Information shown:

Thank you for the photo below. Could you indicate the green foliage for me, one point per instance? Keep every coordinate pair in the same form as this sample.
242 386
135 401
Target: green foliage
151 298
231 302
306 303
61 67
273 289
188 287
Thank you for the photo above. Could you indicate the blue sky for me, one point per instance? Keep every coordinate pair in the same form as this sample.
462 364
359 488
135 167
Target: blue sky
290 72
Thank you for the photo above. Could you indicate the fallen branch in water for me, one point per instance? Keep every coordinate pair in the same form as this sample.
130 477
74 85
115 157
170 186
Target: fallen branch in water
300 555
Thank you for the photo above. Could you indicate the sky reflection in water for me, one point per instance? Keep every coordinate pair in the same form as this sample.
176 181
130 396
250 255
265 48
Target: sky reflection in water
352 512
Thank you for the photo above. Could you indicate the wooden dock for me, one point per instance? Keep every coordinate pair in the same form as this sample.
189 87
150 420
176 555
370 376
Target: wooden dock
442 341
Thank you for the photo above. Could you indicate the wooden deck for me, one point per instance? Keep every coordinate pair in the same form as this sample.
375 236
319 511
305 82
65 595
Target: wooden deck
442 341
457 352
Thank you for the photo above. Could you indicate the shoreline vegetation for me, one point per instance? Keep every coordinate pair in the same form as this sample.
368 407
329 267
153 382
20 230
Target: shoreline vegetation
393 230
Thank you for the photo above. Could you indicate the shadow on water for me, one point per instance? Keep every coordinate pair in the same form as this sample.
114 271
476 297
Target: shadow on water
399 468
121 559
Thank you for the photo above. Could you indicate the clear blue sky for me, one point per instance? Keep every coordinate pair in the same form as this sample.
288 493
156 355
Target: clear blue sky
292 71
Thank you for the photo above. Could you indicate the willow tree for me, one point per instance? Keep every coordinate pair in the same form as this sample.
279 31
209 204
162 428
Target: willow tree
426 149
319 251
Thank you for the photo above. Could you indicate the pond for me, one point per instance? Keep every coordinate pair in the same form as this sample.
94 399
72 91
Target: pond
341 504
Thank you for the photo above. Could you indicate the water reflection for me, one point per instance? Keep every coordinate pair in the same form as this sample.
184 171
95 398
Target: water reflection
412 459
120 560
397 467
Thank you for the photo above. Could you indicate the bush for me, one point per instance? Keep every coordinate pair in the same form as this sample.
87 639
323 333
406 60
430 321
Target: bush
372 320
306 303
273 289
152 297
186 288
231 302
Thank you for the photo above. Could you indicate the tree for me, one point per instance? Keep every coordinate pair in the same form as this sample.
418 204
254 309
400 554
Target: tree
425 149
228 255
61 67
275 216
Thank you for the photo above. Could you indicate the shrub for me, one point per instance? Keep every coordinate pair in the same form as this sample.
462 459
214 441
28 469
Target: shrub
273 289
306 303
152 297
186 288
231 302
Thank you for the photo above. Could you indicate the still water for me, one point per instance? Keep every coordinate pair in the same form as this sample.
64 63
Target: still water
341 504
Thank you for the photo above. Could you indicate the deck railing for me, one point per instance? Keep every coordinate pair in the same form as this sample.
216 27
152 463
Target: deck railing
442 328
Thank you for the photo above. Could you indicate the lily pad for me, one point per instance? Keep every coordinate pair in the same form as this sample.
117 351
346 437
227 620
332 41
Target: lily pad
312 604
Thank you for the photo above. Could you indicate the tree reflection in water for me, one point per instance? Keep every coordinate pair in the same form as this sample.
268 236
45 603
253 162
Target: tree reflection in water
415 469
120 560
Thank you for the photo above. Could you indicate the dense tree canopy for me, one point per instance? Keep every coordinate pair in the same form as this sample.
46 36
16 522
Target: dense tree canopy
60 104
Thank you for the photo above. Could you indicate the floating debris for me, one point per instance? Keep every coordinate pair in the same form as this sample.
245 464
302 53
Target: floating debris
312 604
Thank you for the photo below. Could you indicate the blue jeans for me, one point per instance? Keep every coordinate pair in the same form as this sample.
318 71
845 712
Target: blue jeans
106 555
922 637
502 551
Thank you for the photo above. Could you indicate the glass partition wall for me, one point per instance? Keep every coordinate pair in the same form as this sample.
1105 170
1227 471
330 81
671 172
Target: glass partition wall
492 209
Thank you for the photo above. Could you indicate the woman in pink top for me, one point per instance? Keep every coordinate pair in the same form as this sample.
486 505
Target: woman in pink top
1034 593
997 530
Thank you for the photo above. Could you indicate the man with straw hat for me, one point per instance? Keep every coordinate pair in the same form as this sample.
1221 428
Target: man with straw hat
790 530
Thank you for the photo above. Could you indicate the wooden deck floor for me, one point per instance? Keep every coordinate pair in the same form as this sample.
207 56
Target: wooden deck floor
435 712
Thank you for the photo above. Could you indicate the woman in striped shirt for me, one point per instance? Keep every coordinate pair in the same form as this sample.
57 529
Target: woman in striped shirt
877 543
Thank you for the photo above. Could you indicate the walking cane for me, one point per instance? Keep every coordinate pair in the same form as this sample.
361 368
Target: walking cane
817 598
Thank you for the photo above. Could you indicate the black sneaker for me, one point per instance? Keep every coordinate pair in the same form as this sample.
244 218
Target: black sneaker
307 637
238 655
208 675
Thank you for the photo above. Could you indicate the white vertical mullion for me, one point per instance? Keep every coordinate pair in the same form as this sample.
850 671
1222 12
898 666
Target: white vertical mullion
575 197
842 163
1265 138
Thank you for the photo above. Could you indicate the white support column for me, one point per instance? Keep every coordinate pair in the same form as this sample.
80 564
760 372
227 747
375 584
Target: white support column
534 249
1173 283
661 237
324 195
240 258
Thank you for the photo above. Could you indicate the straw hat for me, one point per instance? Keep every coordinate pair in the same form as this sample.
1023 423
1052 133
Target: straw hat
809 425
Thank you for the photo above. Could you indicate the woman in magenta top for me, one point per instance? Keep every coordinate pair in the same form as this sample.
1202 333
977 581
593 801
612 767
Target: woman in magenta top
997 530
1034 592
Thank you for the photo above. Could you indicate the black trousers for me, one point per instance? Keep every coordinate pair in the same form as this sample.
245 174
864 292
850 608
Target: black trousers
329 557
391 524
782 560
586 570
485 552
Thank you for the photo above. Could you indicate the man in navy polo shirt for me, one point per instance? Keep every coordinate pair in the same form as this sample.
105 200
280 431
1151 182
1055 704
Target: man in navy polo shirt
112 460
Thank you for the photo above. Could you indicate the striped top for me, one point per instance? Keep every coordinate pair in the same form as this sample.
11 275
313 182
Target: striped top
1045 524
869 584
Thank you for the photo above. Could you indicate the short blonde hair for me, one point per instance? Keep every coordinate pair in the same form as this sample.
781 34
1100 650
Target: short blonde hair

Task to carry out:
Reproduce every one of the records above line for line, keeping each word, number and space the same.

Written response:
Thank you for the photo below. Could you indicate the green foliage for me, one point per instance? Keep every coordinate pair in the same form as this sample.
242 386
135 401
Target: green foliage
151 298
231 302
306 303
61 67
273 289
188 287
Thank you for the photo above. Could you indicate the blue sky for me, one point per instance? Keep every coordinate pair in the same form as this sample.
462 364
359 488
135 167
Target: blue sky
290 72
Thank you for the photo above. Could you indicate the fallen branch in water for me, one point per instance? Keep every coordinate pair in the same form as this sample.
130 477
74 85
115 157
170 186
Target: fallen branch in water
300 555
Thank you for the photo above. Could you indicate the sky reflection in water for me, one point per instance? Keep every coordinate pair in the same form as this sample.
176 181
130 396
250 255
265 48
Target: sky reflection in water
352 512
Thank you for the photo above. Could you indicate the wooden dock for me, one point per instance? Keep every coordinate pair in the same form as this sample.
189 87
150 420
176 555
370 376
Target: wooden dock
442 341
Thank you for the photo above. Could you indicate the wooden deck for me, one point per instance? Keep every coordinate pair in the same form as this sample.
375 236
319 511
305 82
65 595
Target: wooden deck
442 341
457 352
Thank you for the photo above. Could you indicate the shoreline vegetation for me, one point per instance? Keep every coordinate pair in the same form as this sample.
368 407
329 267
153 382
20 230
Target: shoreline vegetation
393 230
Thank you for the photo above. Could you indicate the shadow on water for me, one point per instance? Keep every coordinate pair in the same form as this sample.
114 271
476 297
Target: shadow on water
399 468
121 559
Thank you for the photo above. Could you indicate the clear blue sky for me, one point per instance? Keep every coordinate pair in the same form as this sample.
288 493
156 355
Target: clear blue sky
292 71
Thank you for the photo above. Could you indicate the willow tree for me, one point per instance? Keep every coordinate pair in the same form as this sample.
279 31
209 204
162 428
Target: willow tree
426 149
319 251
Thank you for the photo above. Could you indicate the pond for me, one point per instance? Keep every coordinate pair in the same form as this sample.
94 399
72 91
Target: pond
341 504
Thank you for the photo above. Could you indicate the water reflection for me, one point per instance? Keep every coordinate pair in the same form as this sample.
184 171
95 398
Target: water reflection
412 459
120 560
397 467
Thank you for the photo above. Could you indicate the bush for me, one point per instance? Keep every coordinate pair in the same form as this sample.
87 639
323 333
406 60
430 321
Target: bush
372 320
306 303
273 289
152 297
186 288
231 302
Thank you for the photo above. Could you indicate the tree for me, one point per instance? Keep every coordinate pair in the same form as this sample.
418 204
254 309
400 554
Target: tree
425 149
228 255
61 67
275 216
Thank you for the photo above. Could you indicate the shrub for me, one point per instance? Keep every coordinate pair in the same form as this sample.
462 459
214 441
28 469
Target: shrub
273 289
306 303
152 297
186 288
231 302
Thank you for the photo above. Could you indicate the still water for me, one point per instance? Keep every coordinate pair in the same form as this sample.
64 63
Target: still water
341 504
Thank you for the photo above. Could you indicate the deck railing for me, one point per instance? Keep every coordinate pair in the same form as this sample.
216 27
152 463
Target: deck railing
442 328
Thank you for the photo above. Could you indicate the lily pad for me, one point per instance? Keep every coordinate pair in the same form as this sample.
117 351
346 437
227 620
332 41
Target: lily pad
312 604
Thank you for the photo above. Could you indicate the tree reflection in water for me, one point per instance? Keep every coordinate pair in the same form as this sample.
268 236
45 603
253 162
Target: tree reflection in water
415 469
120 560
Thank you for the photo above. Could you indicate the dense tree canopy for me, one point per instance? Keep every coordinate pair in the same form as this sample.
46 36
16 522
Target: dense tree canopy
60 104
Thank you for the photo above. Could you indicate the floating debris for me, one point per instance? Keep every coordinate pair in the same form as this sample.
245 464
302 53
Target: floating debris
312 604
Thank you for the photo below. Could you indicate the blue jeans for me, one point per instance? Keep every coordinate pair in the same form as this sample.
318 71
845 712
Target: blue jeans
106 555
922 637
502 551
Thank you for the photo above. Could you indicate the glass partition wall for me, one point per instance? Keep every coordinate pair in the same form as this sample.
1105 170
1227 471
330 81
671 172
Target: glass partition wall
492 209
Thank you for the photo above. Could you indicate the woman in pink top for me, one point per instance? Keep every coordinate pair in the same form as this sample.
486 505
Target: woman in pink top
1034 593
997 530
Thank you for the photo above. Could you indicate the man with straw hat for me, one point per instance? Keep every coordinate pair in the same form as this sample.
1221 428
Target: man with straw hat
790 530
Thank you for the photo above. Could you indicate the wooden deck floor for me, one point per instance? Keep every coordinate pair in the same form as this sample.
207 56
Target: wooden deck floor
435 712
Thank you for the photo above. Could you indicate the woman in striped shirt for me, one point per instance? Keep every coordinate pair in the same form as this sample.
57 529
Target: woman in striped shirt
877 543
Thank you for the photo above. Could you indicate the walking cane for me, one point per instance? Keep every coordinate pair in the same form as this sample.
361 368
Target: walking cane
817 598
Thank you for the photo above. Could you indicate the black sneaker for me, one point per instance? Keep every coordinate pair in the same form as this sample.
244 218
Target: black sneaker
307 637
238 655
208 675
Thank you for the photo above. Could you indicate the white vertical mullion for me, one point per instance? Keep every coordinate pair in the same form as this sample.
850 671
1222 12
898 666
Target: white vertical mullion
575 197
842 163
1265 138
Thank you for the photo above. Could you indicate the white support column for me, one point per instance? Keep every coordinate pair in the same form as this sample.
80 564
760 372
227 747
375 584
Target: white support column
534 249
1173 283
661 237
324 195
240 258
Thank you for the photo above. Could you indicate the straw hat for me, one point per instance? Keep every coordinate pair in the same form as this sample.
1023 423
1052 133
Target: straw hat
809 425
Thank you for the photo above. Could you indicate the woman in magenta top for me, one point per instance? Keep every coordinate pair in the same form as this sample.
1202 333
977 581
593 801
612 767
Target: woman in magenta top
997 530
1034 592
Thank you for the photo above. Could you indicate the black trousers for me, one point per instance? Keep every coordinate pair in the same form as this sample.
245 174
864 292
850 608
Target: black trousers
329 557
391 524
782 560
586 570
485 552
Thank you for the photo above. Could you indicate the man in navy polo shirt for me, one point per instance? Keep every coordinate pair in the same form as this sample.
105 200
280 431
1151 182
1055 704
Target: man in navy polo shirt
112 460
Thank you for the photo above. Could you indicate the striped top for me, one point per instance? Keep every coordinate pair in the same form as this sample.
11 275
313 182
Target: striped top
1045 524
869 584
Thank you for the photo above. Could you indicate the short blonde hair for me, one point per instance? Keep every coordinate pair in the same form as this sample.
781 34
1100 650
Target: short blonde hair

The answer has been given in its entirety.